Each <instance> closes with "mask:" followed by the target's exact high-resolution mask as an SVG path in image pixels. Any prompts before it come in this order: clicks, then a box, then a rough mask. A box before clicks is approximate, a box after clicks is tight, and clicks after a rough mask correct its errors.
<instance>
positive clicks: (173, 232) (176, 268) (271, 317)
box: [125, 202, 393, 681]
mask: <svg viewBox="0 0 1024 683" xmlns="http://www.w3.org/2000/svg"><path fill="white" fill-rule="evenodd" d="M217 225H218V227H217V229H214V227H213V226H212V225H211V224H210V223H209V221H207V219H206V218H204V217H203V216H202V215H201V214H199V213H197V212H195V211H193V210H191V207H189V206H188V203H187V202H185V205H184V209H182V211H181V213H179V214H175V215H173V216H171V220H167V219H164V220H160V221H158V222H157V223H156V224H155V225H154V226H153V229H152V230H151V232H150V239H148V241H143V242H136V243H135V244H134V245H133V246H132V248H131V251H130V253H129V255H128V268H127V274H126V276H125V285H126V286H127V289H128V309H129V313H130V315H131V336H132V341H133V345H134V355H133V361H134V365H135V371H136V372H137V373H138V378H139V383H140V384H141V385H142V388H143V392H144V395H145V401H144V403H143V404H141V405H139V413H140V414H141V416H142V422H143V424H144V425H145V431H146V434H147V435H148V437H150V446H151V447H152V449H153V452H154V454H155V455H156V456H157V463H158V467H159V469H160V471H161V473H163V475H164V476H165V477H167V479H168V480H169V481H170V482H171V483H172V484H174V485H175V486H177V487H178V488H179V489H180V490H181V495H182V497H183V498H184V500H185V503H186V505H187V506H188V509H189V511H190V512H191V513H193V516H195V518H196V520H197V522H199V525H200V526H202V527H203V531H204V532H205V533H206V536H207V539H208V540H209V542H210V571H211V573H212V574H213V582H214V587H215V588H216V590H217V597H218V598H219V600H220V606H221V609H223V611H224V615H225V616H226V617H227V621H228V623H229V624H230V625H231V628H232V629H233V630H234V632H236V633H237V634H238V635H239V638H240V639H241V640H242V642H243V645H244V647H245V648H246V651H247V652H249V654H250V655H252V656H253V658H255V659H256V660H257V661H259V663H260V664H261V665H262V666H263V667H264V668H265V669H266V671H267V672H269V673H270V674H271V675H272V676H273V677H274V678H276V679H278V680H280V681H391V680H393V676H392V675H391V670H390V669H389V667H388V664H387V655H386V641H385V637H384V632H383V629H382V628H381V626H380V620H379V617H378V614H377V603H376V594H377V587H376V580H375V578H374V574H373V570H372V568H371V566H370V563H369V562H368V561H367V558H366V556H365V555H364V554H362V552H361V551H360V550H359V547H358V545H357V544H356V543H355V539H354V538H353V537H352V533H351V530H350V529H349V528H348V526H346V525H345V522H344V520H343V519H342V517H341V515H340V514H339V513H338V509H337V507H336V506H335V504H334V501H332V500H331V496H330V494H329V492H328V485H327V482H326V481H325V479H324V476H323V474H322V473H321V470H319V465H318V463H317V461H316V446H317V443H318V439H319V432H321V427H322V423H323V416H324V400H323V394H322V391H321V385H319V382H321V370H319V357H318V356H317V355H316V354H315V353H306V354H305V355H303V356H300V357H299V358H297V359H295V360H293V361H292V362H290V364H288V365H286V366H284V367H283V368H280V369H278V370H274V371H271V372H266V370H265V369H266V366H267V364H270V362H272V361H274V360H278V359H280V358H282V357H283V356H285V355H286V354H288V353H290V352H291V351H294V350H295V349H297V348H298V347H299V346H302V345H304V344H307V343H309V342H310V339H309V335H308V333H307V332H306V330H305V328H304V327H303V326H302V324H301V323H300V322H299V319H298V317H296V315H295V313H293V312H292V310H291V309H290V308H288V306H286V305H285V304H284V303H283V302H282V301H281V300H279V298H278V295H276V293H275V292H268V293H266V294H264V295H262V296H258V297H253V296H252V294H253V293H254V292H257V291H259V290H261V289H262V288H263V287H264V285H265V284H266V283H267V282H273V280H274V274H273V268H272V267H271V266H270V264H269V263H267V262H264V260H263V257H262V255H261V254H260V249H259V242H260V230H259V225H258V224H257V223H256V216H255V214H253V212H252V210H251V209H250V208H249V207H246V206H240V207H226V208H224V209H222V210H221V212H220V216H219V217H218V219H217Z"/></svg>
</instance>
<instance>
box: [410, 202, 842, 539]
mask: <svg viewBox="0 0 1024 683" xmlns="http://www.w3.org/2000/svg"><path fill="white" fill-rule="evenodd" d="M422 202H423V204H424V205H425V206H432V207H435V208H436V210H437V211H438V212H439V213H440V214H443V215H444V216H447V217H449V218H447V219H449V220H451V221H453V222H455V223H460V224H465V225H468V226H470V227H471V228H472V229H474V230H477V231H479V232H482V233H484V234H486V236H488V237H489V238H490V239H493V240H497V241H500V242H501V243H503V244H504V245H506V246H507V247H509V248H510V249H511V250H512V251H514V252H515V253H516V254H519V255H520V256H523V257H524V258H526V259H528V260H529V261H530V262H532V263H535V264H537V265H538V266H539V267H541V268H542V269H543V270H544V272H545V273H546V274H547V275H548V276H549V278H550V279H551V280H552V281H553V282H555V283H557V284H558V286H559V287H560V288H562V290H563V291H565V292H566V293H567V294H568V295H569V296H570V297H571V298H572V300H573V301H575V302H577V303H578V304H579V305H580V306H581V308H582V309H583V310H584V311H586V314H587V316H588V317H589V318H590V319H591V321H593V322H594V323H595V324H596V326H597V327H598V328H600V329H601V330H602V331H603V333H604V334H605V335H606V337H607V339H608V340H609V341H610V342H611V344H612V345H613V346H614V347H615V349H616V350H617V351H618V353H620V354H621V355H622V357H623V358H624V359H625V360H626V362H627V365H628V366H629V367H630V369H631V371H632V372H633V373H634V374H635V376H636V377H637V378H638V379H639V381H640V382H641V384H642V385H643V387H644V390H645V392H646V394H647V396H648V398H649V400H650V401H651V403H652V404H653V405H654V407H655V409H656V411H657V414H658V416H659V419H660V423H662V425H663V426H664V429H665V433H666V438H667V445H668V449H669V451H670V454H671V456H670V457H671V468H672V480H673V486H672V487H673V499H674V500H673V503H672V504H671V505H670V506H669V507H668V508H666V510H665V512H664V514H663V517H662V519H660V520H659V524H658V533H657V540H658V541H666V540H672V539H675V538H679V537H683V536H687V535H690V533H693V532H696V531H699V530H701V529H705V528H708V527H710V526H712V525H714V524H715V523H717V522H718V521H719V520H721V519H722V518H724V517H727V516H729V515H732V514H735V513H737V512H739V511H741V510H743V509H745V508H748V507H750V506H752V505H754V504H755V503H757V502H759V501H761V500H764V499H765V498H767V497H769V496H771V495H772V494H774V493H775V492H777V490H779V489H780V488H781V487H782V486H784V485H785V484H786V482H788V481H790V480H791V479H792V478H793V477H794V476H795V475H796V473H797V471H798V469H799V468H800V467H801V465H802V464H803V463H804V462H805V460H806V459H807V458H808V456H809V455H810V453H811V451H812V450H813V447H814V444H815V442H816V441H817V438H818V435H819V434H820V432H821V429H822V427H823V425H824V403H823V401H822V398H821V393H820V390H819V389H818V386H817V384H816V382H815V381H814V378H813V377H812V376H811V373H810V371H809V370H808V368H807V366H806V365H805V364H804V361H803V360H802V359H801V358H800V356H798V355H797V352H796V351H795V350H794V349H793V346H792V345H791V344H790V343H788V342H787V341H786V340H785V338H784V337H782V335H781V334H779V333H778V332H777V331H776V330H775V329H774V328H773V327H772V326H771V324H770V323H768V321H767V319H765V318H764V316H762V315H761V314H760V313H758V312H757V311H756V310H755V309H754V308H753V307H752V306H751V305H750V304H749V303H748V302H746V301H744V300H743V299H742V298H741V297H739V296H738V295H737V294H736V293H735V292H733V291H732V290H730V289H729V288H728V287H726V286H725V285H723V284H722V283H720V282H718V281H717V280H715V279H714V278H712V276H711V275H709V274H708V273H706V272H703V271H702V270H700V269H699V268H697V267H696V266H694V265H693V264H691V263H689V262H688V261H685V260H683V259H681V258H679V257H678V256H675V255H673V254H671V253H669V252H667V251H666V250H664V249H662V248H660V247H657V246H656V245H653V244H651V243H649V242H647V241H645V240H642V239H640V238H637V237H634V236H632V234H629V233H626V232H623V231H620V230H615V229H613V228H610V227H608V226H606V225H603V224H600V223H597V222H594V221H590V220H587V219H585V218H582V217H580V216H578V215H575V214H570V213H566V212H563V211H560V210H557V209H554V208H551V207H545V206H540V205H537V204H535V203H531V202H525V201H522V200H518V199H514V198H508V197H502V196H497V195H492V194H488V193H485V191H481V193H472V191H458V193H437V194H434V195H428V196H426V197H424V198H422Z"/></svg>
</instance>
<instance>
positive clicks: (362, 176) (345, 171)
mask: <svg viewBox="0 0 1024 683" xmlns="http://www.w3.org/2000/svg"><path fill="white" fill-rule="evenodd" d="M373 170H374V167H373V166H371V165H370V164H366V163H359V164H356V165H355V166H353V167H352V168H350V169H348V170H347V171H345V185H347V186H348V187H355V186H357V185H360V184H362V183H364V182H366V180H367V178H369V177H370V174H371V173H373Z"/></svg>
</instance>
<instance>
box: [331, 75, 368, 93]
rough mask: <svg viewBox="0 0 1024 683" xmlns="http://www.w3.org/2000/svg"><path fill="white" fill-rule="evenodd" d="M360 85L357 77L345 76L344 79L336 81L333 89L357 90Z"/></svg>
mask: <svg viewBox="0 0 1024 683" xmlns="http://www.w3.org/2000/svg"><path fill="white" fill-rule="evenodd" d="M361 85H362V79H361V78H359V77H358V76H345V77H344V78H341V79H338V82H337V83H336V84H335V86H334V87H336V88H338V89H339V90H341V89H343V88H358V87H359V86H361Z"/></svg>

**TASK REQUIREMENTS:** Echo the records word for word from their first line through the line that contains "box: [125, 202, 393, 681]", including both of those lines.

**ANSWER SECTION:**
Each <instance> closes with "mask:" followed by the target's exact high-resolution mask as an SVG path in image pixels. Any prompts before it come in this order: clicks, then a box, then a rough mask. A box before clicks is approximate, a box after clicks is tight, and clicks after a rough mask correct its errors.
<instance>
positive clicks: (173, 232) (176, 268) (271, 317)
box: [125, 202, 393, 681]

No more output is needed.